#### Textauszug
/---

Unter Nervenläsionen sind Schäden an peripheren Nerven durch mechanische, thermische, ischämische, lokaltoxische, elektrische, elektromagnetische oder ionisierende Einwirkungen sowie immunologisch und erregerbedingte Läsionen zu verstehen. Gelegentlich werden auch neurodegenerativ bedingte Erkrankungen zu den peripheren Nervenläsionen gezählt. Akzidentelle oder iatrogene Nervenläsionen sind im Rahmen von operativen Eingriffen oder durch andere (zahn-)ärztliche Handlungen/Eingriffe hervorgerufene Schädigungen. Iatrogen ist dabei wertneutral und bezieht sich auf die Verursachung, nicht aber ein Verschulden durch den (Zahn-) Arzt/Operateur [1].

\---

#### Aufgabe
Wie lautet im Text über Nervenläsionen das Stück von „Unter Nervenläsionen sind“ bis „(Zahn-) Arzt/Operateur [1].“? Geben Sie es wortgetreu wieder.

#### Datenauszug

/---

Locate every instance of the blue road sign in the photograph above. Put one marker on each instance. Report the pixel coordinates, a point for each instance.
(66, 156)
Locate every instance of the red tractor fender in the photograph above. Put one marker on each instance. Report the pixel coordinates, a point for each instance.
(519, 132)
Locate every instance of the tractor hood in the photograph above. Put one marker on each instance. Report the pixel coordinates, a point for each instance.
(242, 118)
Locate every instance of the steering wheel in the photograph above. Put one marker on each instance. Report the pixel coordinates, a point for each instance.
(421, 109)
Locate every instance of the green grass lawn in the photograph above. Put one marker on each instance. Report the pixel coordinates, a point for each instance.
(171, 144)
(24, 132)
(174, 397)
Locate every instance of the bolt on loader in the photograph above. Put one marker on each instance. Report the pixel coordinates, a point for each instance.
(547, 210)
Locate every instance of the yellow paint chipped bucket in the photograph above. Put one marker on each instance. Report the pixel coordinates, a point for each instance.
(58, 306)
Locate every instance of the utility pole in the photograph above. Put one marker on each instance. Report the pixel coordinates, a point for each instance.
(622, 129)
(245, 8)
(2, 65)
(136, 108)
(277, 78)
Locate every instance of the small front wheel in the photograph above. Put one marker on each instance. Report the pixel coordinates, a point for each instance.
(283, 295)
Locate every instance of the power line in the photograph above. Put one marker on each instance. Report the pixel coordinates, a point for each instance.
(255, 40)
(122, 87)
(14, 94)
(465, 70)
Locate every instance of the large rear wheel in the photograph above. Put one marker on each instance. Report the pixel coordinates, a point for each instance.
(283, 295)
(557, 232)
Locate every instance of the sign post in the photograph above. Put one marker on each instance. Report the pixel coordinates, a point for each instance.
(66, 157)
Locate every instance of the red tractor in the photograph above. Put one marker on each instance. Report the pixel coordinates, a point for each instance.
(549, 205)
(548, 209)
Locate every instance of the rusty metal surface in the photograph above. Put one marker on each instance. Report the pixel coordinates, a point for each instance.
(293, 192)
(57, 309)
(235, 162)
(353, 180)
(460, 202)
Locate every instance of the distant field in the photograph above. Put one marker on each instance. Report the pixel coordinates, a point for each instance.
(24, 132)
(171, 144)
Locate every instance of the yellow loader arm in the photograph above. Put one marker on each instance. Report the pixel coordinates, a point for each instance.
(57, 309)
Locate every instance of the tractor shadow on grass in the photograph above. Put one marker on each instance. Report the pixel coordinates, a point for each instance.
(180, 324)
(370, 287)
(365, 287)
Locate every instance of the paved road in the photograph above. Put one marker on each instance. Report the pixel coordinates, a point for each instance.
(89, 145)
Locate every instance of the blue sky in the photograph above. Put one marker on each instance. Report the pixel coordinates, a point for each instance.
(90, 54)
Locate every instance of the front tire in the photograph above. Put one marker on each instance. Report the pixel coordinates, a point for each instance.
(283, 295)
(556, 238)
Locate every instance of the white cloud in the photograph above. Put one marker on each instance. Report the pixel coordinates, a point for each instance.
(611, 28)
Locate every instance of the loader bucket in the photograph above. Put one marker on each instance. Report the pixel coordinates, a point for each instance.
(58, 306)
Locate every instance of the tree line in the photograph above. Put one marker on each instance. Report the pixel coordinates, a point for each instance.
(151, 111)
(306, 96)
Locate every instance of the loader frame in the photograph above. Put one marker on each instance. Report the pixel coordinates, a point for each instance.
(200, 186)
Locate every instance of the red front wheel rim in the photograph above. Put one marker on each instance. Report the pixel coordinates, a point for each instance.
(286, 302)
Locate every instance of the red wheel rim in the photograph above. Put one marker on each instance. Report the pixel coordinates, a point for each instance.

\---

#### Lösung
Unter Nervenläsionen sind Schäden an peripheren Nerven durch mechanische, thermische, ischämische, lokaltoxische, elektrische, elektromagnetische oder ionisierende Einwirkungen sowie immunologisch und erregerbedingte Läsionen zu verstehen. Gelegentlich werden auch neurodegenerativ bedingte Erkrankungen zu den peripheren Nervenläsionen gezählt. Akzidentelle oder iatrogene Nervenläsionen sind im Rahmen von operativen Eingriffen oder durch andere (zahn-)ärztliche Handlungen/Eingriffe hervorgerufene Schädigungen. Iatrogen ist dabei wertneutral und bezieht sich auf die Verursachung, nicht aber ein Verschulden durch den (Zahn-) Arzt/Operateur [1].